## Supplied text
__________________________________________________

The truth is that the Government is travelling blind. It has been blindsided. I am not necessarily saying it is the Government’s fault, because many things have happened that people did not accept. I am not saying anybody could be fully aware of what is going to happen but the Government was going to wrap up NPHET in October. This is how close we were to the Government saying it was all done and dusted. Mr. Paul Reid said that, once we reached a vaccination rate of 80%, all restrictions would be lifted in the State. The level of transmission between people who are vaccinated is far higher than anybody expected. I asked the Chief Medical Officer whether any scientific research was done on whether Covid passes work, and he said there was not. I have asked for evidence about mandatory masks for young children in schools, but the Government has provided none so far. In many ways, we are working in an evidence-free zone so, at the very least, we need to collect the data that have been produced to make sure people can understand them. Have any scientific studies been done on whether mandatory quarantine works?

The points on masks and antigen testing are not relevant to the amendment. You cannot win. The Deputy stood up in this House time and again to say we need antigen tests and asked why we did not have them. When we bring them in-----

Sorry, as a screening tool. The Minister knows they are a screening tool.

__________________________________________________

[Dataset items]

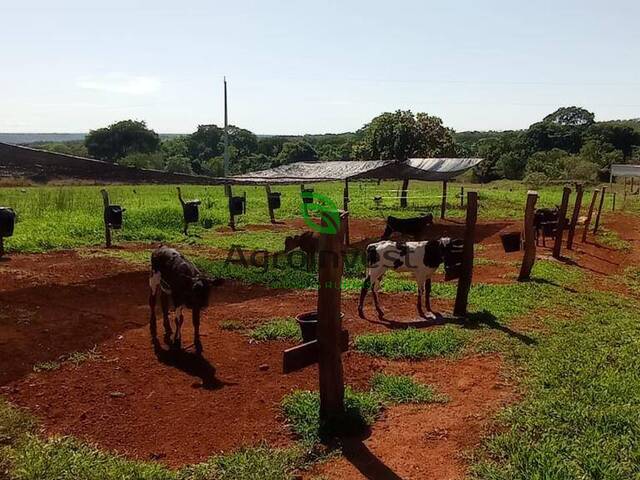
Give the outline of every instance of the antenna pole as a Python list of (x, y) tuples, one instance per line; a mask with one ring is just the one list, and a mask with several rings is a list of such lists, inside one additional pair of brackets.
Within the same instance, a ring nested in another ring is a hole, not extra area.
[(224, 77), (224, 176), (229, 175), (229, 117), (227, 113), (227, 77)]

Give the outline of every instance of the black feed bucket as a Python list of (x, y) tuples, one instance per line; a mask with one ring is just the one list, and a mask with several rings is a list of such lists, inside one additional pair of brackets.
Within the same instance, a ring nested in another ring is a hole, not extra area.
[(520, 250), (520, 232), (503, 233), (500, 235), (500, 240), (502, 240), (502, 248), (504, 248), (505, 252), (517, 252)]
[[(340, 319), (344, 318), (344, 313), (340, 313)], [(302, 333), (302, 343), (311, 342), (318, 339), (318, 312), (307, 312), (296, 315), (296, 321), (300, 325)]]
[(271, 192), (269, 194), (269, 208), (271, 210), (280, 208), (280, 192)]
[(558, 222), (542, 222), (542, 234), (545, 237), (552, 237), (556, 233), (556, 229), (558, 228)]
[(461, 239), (451, 240), (451, 247), (444, 258), (444, 279), (455, 280), (460, 278), (462, 272), (462, 250), (464, 241)]
[(182, 207), (182, 213), (184, 215), (184, 221), (187, 223), (198, 223), (200, 219), (200, 200), (192, 200), (185, 202)]
[(9, 207), (0, 207), (0, 237), (13, 235), (13, 227), (16, 224), (16, 212)]
[(313, 188), (305, 188), (302, 190), (302, 202), (313, 203)]
[(245, 213), (245, 197), (229, 197), (229, 213), (242, 215)]
[(109, 205), (104, 210), (104, 218), (110, 228), (122, 228), (122, 212), (124, 208), (120, 205)]

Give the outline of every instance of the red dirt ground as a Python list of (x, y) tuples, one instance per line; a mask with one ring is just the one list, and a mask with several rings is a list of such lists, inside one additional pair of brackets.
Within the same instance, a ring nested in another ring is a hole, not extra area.
[[(352, 222), (353, 238), (379, 235), (380, 226)], [(638, 232), (637, 219), (629, 216), (609, 215), (607, 226), (621, 234)], [(446, 222), (437, 232), (459, 236), (462, 228)], [(478, 265), (474, 281), (507, 282), (517, 275), (521, 254), (505, 255), (499, 245), (499, 233), (508, 229), (517, 225), (479, 226), (478, 257), (499, 263)], [(541, 249), (539, 254), (548, 253)], [(620, 272), (625, 259), (606, 247), (578, 243), (565, 261), (604, 278)], [(204, 314), (200, 359), (189, 351), (154, 352), (146, 281), (143, 267), (75, 252), (16, 255), (0, 262), (0, 393), (34, 412), (47, 434), (72, 434), (170, 466), (262, 441), (289, 444), (279, 403), (293, 389), (315, 389), (316, 368), (282, 375), (282, 350), (290, 343), (251, 344), (242, 333), (219, 325), (233, 320), (248, 326), (314, 309), (315, 292), (228, 282)], [(383, 295), (382, 302), (395, 318), (415, 317), (413, 295), (393, 295), (393, 309), (389, 297)], [(436, 301), (434, 307), (448, 310), (450, 304)], [(343, 311), (352, 335), (385, 329), (357, 317), (353, 295), (345, 296)], [(370, 305), (367, 311), (371, 315)], [(188, 322), (185, 326), (188, 344), (191, 328)], [(94, 345), (103, 359), (32, 372), (38, 362)], [(478, 444), (495, 412), (514, 399), (495, 355), (387, 362), (348, 352), (344, 364), (347, 383), (355, 387), (366, 387), (376, 371), (400, 372), (435, 384), (451, 400), (389, 409), (368, 439), (349, 442), (344, 458), (314, 470), (331, 478), (462, 478), (460, 452)]]

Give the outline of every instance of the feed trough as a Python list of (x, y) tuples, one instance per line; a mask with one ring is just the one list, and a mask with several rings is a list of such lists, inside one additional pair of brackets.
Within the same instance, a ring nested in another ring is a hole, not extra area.
[[(340, 319), (344, 318), (344, 313), (340, 313)], [(300, 325), (302, 342), (307, 343), (318, 338), (318, 312), (306, 312), (296, 316), (296, 321)]]
[(504, 251), (507, 253), (519, 251), (521, 245), (520, 237), (520, 232), (503, 233), (500, 235)]

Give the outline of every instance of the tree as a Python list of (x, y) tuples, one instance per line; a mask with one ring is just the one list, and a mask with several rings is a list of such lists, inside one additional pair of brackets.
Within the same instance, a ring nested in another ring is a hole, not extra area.
[(378, 115), (363, 127), (352, 156), (367, 160), (406, 160), (411, 157), (455, 155), (453, 130), (438, 117), (397, 110)]
[(158, 150), (160, 137), (145, 122), (123, 120), (105, 128), (91, 130), (84, 141), (89, 155), (115, 162), (130, 153)]
[(563, 126), (589, 126), (595, 121), (595, 115), (581, 107), (561, 107), (542, 119), (545, 123)]
[(293, 162), (310, 162), (318, 160), (318, 152), (308, 142), (285, 142), (276, 160), (278, 165)]
[(187, 157), (167, 158), (167, 172), (170, 173), (193, 173), (191, 170), (191, 159)]

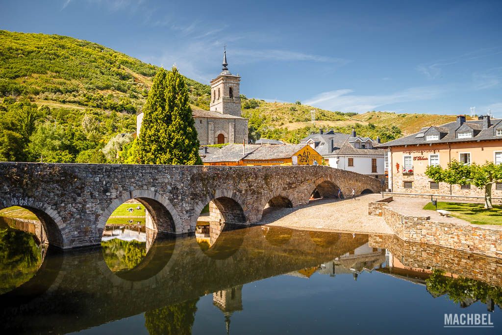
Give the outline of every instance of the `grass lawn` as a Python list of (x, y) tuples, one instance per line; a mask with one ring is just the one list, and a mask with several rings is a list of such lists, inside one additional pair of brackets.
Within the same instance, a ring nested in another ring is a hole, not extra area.
[[(502, 225), (502, 206), (493, 205), (491, 209), (485, 209), (482, 204), (443, 202), (438, 201), (438, 209), (451, 212), (451, 215), (475, 225)], [(429, 202), (424, 209), (436, 210), (436, 206)]]
[[(141, 207), (141, 209), (136, 209), (138, 206)], [(134, 208), (132, 213), (127, 210), (129, 208)], [(117, 216), (122, 216), (122, 217), (117, 217)], [(106, 221), (106, 224), (131, 225), (131, 224), (128, 222), (131, 219), (134, 221), (133, 222), (134, 224), (139, 221), (141, 222), (141, 225), (145, 225), (145, 206), (141, 203), (122, 203), (111, 213)]]
[[(137, 209), (136, 208), (139, 206), (141, 209)], [(129, 208), (134, 208), (132, 213), (130, 213), (127, 210)], [(110, 215), (113, 216), (145, 216), (145, 206), (141, 203), (122, 203), (117, 207), (117, 209), (113, 211), (113, 212)]]
[(19, 206), (13, 206), (0, 210), (0, 216), (6, 216), (13, 218), (24, 218), (27, 220), (38, 220), (37, 215), (28, 209)]

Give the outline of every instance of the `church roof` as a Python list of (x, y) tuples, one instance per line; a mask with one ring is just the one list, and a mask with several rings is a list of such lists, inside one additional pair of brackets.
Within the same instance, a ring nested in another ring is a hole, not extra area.
[(210, 118), (211, 119), (245, 119), (230, 114), (222, 114), (214, 110), (205, 110), (193, 107), (192, 107), (192, 116), (194, 118)]

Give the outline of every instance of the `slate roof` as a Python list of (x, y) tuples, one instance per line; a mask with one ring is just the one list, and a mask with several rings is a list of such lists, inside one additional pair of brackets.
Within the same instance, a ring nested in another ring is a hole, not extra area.
[(261, 146), (260, 148), (259, 148), (249, 154), (244, 159), (262, 160), (290, 158), (306, 146), (307, 145), (305, 143), (302, 144)]
[(193, 107), (192, 107), (192, 116), (194, 118), (210, 118), (211, 119), (245, 119), (229, 114), (222, 114), (214, 110), (204, 110)]
[[(330, 139), (333, 138), (333, 144), (332, 150), (330, 148)], [(352, 137), (350, 135), (342, 133), (335, 133), (330, 131), (324, 134), (314, 134), (303, 138), (300, 141), (300, 143), (306, 143), (310, 139), (315, 142), (316, 151), (323, 156), (331, 155), (384, 155), (385, 152), (381, 149), (371, 148), (362, 149), (354, 148), (350, 143), (355, 142), (358, 139), (362, 142), (371, 141), (371, 145), (375, 147), (377, 142), (373, 141), (369, 137), (360, 137), (356, 136)]]
[(290, 158), (307, 145), (283, 144), (261, 145), (246, 144), (245, 152), (242, 151), (242, 144), (229, 144), (223, 147), (212, 155), (202, 159), (204, 163), (217, 162), (238, 162), (241, 159), (265, 160)]
[[(245, 151), (242, 151), (242, 144), (228, 144), (215, 151), (212, 155), (202, 159), (204, 163), (216, 162), (238, 162), (252, 152), (262, 146), (259, 144), (248, 144), (245, 146)], [(268, 146), (273, 148), (276, 146)]]
[(255, 142), (255, 144), (284, 144), (284, 142), (278, 140), (270, 140), (269, 139), (260, 139)]
[[(414, 145), (417, 144), (429, 144), (429, 143), (448, 143), (455, 142), (475, 142), (477, 141), (489, 141), (490, 140), (502, 140), (502, 137), (495, 136), (494, 129), (502, 126), (502, 119), (493, 119), (490, 120), (491, 125), (489, 128), (486, 129), (483, 129), (483, 120), (473, 120), (466, 121), (463, 125), (467, 125), (470, 128), (480, 131), (479, 133), (473, 137), (465, 139), (456, 138), (455, 131), (459, 128), (458, 124), (455, 121), (449, 122), (444, 125), (441, 125), (439, 127), (436, 127), (436, 128), (443, 129), (440, 131), (442, 133), (447, 133), (443, 138), (437, 141), (426, 141), (423, 137), (423, 133), (427, 130), (430, 127), (422, 129), (418, 133), (402, 137), (397, 140), (394, 140), (388, 142), (386, 143), (382, 143), (378, 145), (379, 148), (387, 148), (389, 147), (395, 147), (397, 146), (404, 145)], [(420, 135), (422, 134), (422, 136)]]
[[(376, 145), (376, 144), (375, 144)], [(362, 149), (354, 148), (348, 142), (346, 142), (336, 152), (337, 155), (368, 155), (374, 156), (375, 155), (385, 155), (385, 150), (383, 149), (371, 148)]]

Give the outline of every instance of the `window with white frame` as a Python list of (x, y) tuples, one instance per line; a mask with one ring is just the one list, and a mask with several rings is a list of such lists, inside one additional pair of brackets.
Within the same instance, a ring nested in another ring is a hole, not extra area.
[(470, 152), (463, 152), (460, 154), (460, 163), (466, 165), (470, 165)]
[(502, 151), (495, 152), (495, 164), (497, 165), (502, 164)]
[(408, 169), (413, 168), (413, 158), (411, 156), (405, 156), (405, 162), (404, 162), (404, 168), (408, 170)]
[(459, 132), (457, 134), (457, 138), (459, 139), (469, 139), (472, 137), (471, 132)]
[(431, 166), (435, 166), (439, 165), (439, 154), (434, 154), (429, 156), (430, 165)]

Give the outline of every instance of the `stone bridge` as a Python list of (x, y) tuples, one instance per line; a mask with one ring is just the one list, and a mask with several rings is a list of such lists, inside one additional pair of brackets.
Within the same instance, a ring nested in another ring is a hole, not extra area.
[(339, 187), (347, 195), (383, 190), (374, 178), (320, 166), (0, 163), (0, 209), (32, 211), (63, 249), (99, 244), (110, 215), (131, 199), (148, 210), (148, 228), (180, 235), (195, 232), (208, 203), (212, 220), (250, 225), (267, 205), (296, 207), (315, 190), (335, 197)]

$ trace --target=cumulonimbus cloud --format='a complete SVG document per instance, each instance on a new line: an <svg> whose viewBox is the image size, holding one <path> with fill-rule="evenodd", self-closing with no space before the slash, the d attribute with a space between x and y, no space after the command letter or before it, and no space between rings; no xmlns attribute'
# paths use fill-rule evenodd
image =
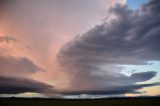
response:
<svg viewBox="0 0 160 106"><path fill-rule="evenodd" d="M117 66L160 61L159 5L159 0L151 0L136 11L124 5L116 5L111 9L116 19L97 25L65 44L57 59L63 65L63 70L72 76L71 89L89 93L112 92L110 89L114 88L114 92L120 92L120 87L124 86L124 94L135 92L143 86L159 85L135 84L153 78L156 75L154 71L146 70L128 77Z"/></svg>
<svg viewBox="0 0 160 106"><path fill-rule="evenodd" d="M35 65L27 57L0 56L0 75L21 77L24 74L33 74L44 69Z"/></svg>

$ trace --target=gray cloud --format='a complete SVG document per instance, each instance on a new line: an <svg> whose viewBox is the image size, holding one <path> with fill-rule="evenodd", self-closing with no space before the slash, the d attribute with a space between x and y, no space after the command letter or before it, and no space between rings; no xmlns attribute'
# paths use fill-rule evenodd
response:
<svg viewBox="0 0 160 106"><path fill-rule="evenodd" d="M72 89L106 91L115 88L117 91L121 86L124 89L130 85L139 86L123 92L127 93L143 88L135 83L150 80L155 72L133 73L128 77L117 65L141 65L160 60L159 5L158 0L151 0L137 11L117 5L111 9L116 19L97 25L65 44L57 59L73 76ZM152 84L144 85L149 86Z"/></svg>
<svg viewBox="0 0 160 106"><path fill-rule="evenodd" d="M17 39L12 36L0 36L0 42L6 42L6 43L17 42Z"/></svg>
<svg viewBox="0 0 160 106"><path fill-rule="evenodd" d="M15 76L43 70L26 57L0 56L0 75Z"/></svg>
<svg viewBox="0 0 160 106"><path fill-rule="evenodd" d="M81 95L81 94L89 94L89 95L118 95L125 93L141 93L136 90L142 89L144 87L157 86L160 83L152 83L152 84L140 84L140 85L128 85L128 86L120 86L117 88L112 88L110 90L86 90L86 91L75 91L75 92L61 92L64 95Z"/></svg>
<svg viewBox="0 0 160 106"><path fill-rule="evenodd" d="M31 79L0 76L0 94L51 93L53 86Z"/></svg>

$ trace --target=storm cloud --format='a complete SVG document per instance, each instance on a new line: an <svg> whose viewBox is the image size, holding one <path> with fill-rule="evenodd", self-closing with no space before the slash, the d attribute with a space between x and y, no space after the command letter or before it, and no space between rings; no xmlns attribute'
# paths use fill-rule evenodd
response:
<svg viewBox="0 0 160 106"><path fill-rule="evenodd" d="M37 71L44 71L44 69L35 65L27 57L0 56L0 75L22 76Z"/></svg>
<svg viewBox="0 0 160 106"><path fill-rule="evenodd" d="M11 36L0 36L0 43L6 42L6 43L10 43L10 42L16 42L17 39Z"/></svg>
<svg viewBox="0 0 160 106"><path fill-rule="evenodd" d="M25 78L0 76L0 94L53 93L53 86Z"/></svg>
<svg viewBox="0 0 160 106"><path fill-rule="evenodd" d="M150 0L136 11L116 5L110 10L115 19L97 25L65 44L57 54L57 60L64 66L62 70L72 76L73 91L124 94L159 85L136 84L152 79L156 75L154 70L126 76L118 66L160 61L159 8L159 0Z"/></svg>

__________________________________________________

## What you have to do
Carry the debate exchange on the Government's Covid measures forward from its last line.

## Result of this task
I did not interrupt the Deputy. She came in and said we need antigen tests and asked why we did not have them. The Government stated we have antigen tests and the Deputy stood up and said it was outrageous that we have them because an expert said they should not be used. You cannot win, in fairness.

The Minister is completely misrepresenting the point

Countries all over Europe are using antigen tests for exactly this kind of purpose. I have supported them for a long time. The Deputy has said more times than I can count or remember that the Government needs to embrace antigen tests. When we use antigen tests, the first thing the Deputy says is that we should not be using them. That is just extraordinary.

Not for once-off-----

I will speak to the amendment. I fully appreciate its intent. I cannot accept it because of technical concerns, such as the lack of definition in respect of certain matters, but I believe that what the Deputy is seeking to do is entirely appropriate and reasonable. I would like to commit to two things, to go further. First, I have a report on the operation of mandatory hotel quarantine to date. It does not go as far as Deputy Connolly desires in terms of human rights analysis, which is a matter we need to take seriously, but it focuses on hotel quarantine to date in some detail. I would like to share that and I will ask the Department to do so.

I hope to God not only that we will not need an extension, but also that we will not need to bring it in in the first place. If we end up back here having to debate and potentially vote on an extension of those powers, I will absolutely commit to asking the Department to provide all colleagues with whatever analysis is possible on the operation to that date. This can inform the debate. If we want to do a session at the health committee, maybe we could do that too. We could also do a technical briefing. I want to embrace trying to provide more briefings. I cannot accept the amendment but I am happy to commit to doing something equivalent, and to go a bit further on it with regard to providing the information we have to date.

Amendment, by leave, withdrawn.
Section 5 agreed to.
TITLE
Amendment No. 8 not moved.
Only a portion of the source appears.